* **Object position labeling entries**

:::::

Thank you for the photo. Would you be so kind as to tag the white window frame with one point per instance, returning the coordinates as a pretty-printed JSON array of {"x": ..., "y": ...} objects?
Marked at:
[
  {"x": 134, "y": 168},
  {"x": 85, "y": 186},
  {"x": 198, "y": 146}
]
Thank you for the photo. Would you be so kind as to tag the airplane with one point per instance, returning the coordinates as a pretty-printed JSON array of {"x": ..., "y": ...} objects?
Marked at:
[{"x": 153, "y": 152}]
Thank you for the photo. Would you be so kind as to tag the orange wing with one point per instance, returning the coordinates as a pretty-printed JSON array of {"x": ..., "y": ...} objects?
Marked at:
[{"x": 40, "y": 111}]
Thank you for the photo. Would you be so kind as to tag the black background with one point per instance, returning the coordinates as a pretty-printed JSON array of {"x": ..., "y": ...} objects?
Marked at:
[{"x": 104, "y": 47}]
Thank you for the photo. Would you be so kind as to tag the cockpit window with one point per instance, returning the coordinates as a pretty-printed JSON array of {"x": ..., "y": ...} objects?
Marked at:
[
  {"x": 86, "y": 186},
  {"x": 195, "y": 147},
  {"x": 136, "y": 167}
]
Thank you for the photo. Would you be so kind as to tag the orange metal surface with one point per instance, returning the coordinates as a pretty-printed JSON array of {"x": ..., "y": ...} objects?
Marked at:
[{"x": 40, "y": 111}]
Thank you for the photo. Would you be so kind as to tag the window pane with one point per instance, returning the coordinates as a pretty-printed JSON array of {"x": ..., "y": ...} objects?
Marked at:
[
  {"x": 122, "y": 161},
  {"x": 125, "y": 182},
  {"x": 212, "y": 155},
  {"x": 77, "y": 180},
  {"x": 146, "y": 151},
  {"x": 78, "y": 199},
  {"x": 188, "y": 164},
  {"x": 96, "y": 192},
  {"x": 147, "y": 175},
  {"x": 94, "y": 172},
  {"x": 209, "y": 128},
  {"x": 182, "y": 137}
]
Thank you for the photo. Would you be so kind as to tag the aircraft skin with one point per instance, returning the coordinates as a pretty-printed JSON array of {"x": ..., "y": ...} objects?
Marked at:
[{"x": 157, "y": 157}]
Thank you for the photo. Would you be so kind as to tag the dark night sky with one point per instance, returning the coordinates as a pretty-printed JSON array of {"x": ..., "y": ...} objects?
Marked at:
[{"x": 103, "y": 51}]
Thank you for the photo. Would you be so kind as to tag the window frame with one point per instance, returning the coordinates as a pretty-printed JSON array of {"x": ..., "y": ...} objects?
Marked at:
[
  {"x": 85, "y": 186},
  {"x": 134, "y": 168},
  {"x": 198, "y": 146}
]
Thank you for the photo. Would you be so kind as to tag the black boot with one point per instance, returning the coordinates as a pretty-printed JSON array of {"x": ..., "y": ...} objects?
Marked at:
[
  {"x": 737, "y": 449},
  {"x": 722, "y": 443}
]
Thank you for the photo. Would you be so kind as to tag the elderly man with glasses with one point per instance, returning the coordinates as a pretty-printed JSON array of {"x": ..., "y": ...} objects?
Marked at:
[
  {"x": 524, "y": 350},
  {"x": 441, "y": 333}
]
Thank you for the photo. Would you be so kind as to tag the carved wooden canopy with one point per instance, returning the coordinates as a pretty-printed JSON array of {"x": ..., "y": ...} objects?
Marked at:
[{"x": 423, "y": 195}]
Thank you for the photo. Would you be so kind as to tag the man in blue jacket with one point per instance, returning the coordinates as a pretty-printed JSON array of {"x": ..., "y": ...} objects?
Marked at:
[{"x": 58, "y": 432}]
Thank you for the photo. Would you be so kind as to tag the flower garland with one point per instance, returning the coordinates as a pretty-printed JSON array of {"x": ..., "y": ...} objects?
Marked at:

:::::

* **YOUR TASK**
Write out the entries above word for word.

* **PROBLEM SOLUTION**
Thank you for the photo. Would you be so kind as to tag the white window frame with one point per instance, returning the coordinates as a pretty-printed JSON array of {"x": ..., "y": ...} objects?
Marked at:
[
  {"x": 134, "y": 168},
  {"x": 85, "y": 186},
  {"x": 198, "y": 146}
]
Thank you for the photo. Would you be so kind as to tag the airplane with one point per instance, returning the coordinates as a pretty-printed JSON array of {"x": ..., "y": ...} objects?
Marked at:
[{"x": 153, "y": 152}]
Thank you for the photo. Would you be so kind as to tag the orange wing with one point per instance, returning the coordinates as a pretty-printed JSON array of {"x": ..., "y": ...} objects?
Marked at:
[{"x": 40, "y": 111}]
Thank you for the photo. Would you be so kind as to tag the black background with one point per instance, returning the coordinates as a pretty-printed JSON array of {"x": ..., "y": ...} objects?
Marked at:
[{"x": 104, "y": 47}]
Thank you for the photo. Would you be so kind as to tag the cockpit window with one point per instance, returning the coordinates as a pretty-printed JSON array of {"x": ..., "y": ...} objects?
Marked at:
[
  {"x": 86, "y": 186},
  {"x": 195, "y": 147},
  {"x": 136, "y": 167}
]
Thank you for the photo. Would you be so kind as to tag the orange metal surface with one point per instance, returning the coordinates as a pretty-printed JSON array of {"x": ..., "y": ...} objects?
Marked at:
[{"x": 40, "y": 111}]
Thank you for the photo. Would you be so kind as to tag the window pane with one point per instance, returning the coordinates as a pretty-printed JSON array of {"x": ..., "y": ...} objects?
Marked at:
[
  {"x": 122, "y": 161},
  {"x": 125, "y": 182},
  {"x": 212, "y": 155},
  {"x": 77, "y": 180},
  {"x": 146, "y": 151},
  {"x": 78, "y": 199},
  {"x": 188, "y": 164},
  {"x": 96, "y": 192},
  {"x": 147, "y": 175},
  {"x": 94, "y": 172},
  {"x": 209, "y": 128},
  {"x": 182, "y": 137}
]
Thank you for the photo. Would you be so kind as to tag the aircraft skin with one point per instance, returning the coordinates as a pretty-printed JSON array of {"x": ..., "y": ...} objects?
Marked at:
[{"x": 157, "y": 157}]
Thank you for the photo. Would you be so kind as to tag the dark night sky with one point per instance, returning the coordinates as a pretty-printed JSON array of {"x": ..., "y": ...} objects?
Marked at:
[{"x": 103, "y": 51}]
Thank you for the photo. Would you be so kind as to tag the window frame with one point per instance, returning the coordinates as a pretty-printed JSON array of {"x": ..., "y": ...} objects?
Marked at:
[
  {"x": 85, "y": 186},
  {"x": 134, "y": 168},
  {"x": 198, "y": 146}
]
Thank you for the photo. Would you be so kind as to tag the black boot with one point per instance, returning the coordinates as a pretty-printed JSON array of {"x": ..., "y": ...} objects?
Marked at:
[
  {"x": 737, "y": 449},
  {"x": 722, "y": 443}
]
Thank you for the photo. Would you be so kind as to tag the elderly man with glasses with one point per instance, returning the coordinates as a pretty-printed JSON array of {"x": ..., "y": ...} objects?
Marked at:
[
  {"x": 524, "y": 350},
  {"x": 441, "y": 333}
]
Thank you for the photo. Would you be so kind as to tag the carved wooden canopy with one point per instance, returning the coordinates as a pretty-printed JSON array of {"x": ..., "y": ...} objects?
Marked at:
[{"x": 423, "y": 195}]
Thank you for the photo. Would you be so kind as to tag the man in blue jacket with one point per instance, returning the coordinates as a pretty-printed JSON array of {"x": ..., "y": ...} objects?
Marked at:
[{"x": 58, "y": 432}]
Thank you for the photo. Would you be so kind as to tag the flower garland with one point per instance, returning the coordinates as a pretty-printed JSON array of {"x": ..., "y": ...} objects?
Marked at:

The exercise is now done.